◆ RECORDS FOR THIS EXERCISE:
-=-=-=-=-

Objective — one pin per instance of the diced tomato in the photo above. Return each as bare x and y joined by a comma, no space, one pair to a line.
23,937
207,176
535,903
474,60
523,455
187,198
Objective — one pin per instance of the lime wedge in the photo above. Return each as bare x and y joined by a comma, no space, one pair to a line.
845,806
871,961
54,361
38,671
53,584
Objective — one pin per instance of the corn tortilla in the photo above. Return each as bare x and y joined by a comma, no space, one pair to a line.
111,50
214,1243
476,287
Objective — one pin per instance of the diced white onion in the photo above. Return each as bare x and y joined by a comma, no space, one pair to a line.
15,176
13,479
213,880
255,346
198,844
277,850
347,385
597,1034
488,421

-=-=-=-=-

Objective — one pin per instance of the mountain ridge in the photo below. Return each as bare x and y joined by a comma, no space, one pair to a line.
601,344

-=-=-=-=-

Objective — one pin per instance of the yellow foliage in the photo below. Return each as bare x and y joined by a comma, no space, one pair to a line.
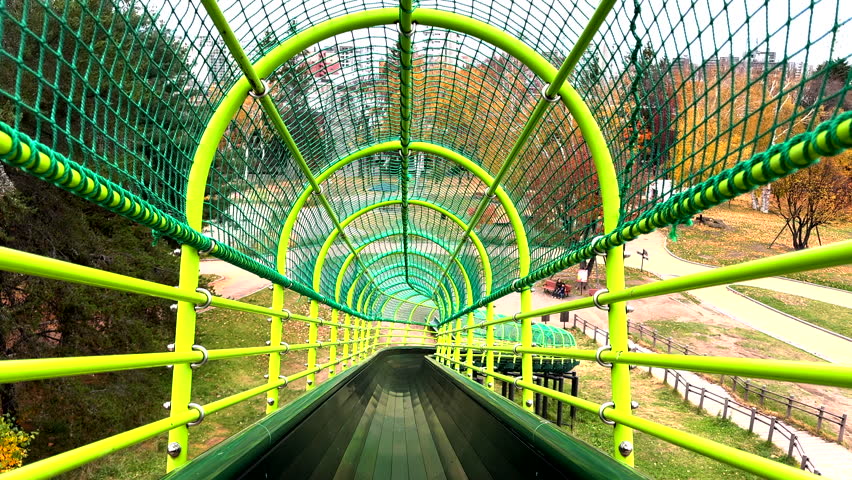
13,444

-=-=-=-=-

◆ EXERCISE AIM:
Pull out each line of the records above that contains the word "diced", and copy those lines one per line.

◆ ANSWER TO THE TASK:
Objective — one pin per instance of the diced tomato in the photo above. Return each as bare x and y joined by a comma, no space, one pair to a line.
Objective — one pin per instance of the diced white onion in the photo above. Return each as bare x and y joined by a comma, no space, one pair to a line.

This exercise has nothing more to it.